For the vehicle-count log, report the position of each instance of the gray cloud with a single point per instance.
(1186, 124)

################

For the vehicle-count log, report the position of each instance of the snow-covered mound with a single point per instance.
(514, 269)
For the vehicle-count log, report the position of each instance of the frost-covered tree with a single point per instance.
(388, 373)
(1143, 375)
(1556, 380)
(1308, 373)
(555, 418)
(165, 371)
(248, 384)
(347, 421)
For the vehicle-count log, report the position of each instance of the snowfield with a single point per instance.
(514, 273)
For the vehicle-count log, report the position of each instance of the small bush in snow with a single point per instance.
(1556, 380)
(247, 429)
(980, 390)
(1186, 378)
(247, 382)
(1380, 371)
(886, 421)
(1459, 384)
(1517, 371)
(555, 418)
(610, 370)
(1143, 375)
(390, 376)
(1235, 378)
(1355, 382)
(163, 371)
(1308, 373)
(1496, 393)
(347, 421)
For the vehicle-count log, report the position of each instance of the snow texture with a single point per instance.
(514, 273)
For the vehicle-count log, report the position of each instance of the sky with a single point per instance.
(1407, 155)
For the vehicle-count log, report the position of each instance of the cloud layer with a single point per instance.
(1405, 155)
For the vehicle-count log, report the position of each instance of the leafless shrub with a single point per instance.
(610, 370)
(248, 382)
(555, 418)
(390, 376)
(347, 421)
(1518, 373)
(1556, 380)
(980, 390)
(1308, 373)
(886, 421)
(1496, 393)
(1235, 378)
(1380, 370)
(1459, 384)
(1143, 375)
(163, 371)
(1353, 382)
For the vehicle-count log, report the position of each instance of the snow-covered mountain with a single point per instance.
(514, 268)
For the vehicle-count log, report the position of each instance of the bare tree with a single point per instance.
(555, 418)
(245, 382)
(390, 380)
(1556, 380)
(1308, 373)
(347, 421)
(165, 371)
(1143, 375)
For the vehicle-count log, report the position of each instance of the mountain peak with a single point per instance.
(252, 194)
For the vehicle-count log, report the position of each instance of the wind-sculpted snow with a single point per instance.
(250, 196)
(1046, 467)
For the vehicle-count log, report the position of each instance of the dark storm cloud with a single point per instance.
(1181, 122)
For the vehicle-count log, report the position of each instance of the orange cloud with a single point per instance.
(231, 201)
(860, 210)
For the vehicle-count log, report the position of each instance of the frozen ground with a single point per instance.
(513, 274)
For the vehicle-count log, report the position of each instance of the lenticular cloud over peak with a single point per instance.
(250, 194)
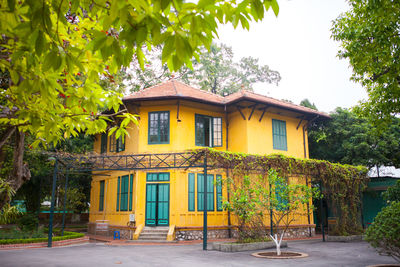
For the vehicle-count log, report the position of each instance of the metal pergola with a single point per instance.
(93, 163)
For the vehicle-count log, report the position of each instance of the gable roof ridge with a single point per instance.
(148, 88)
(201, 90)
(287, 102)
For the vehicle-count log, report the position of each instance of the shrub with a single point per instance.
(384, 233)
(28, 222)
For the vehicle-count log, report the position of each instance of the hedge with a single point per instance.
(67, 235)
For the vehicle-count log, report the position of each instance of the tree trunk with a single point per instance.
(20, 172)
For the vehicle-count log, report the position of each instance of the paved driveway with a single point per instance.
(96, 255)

################

→ **Task prompt**: Turn the rows from the line with "gray cloud with a single point per instance." to the line with "(1186, 124)" into a two-column CSV with the header input,output. Give one CSV line per row, with its text under input and its answer under output, each in a quoted field and with any line breaks replaced by spaces.

→ **Solution to this exercise**:
input,output
"For the vehicle-count log, report the position of each instance of the gray cloud with a single point per instance.","(1186, 124)"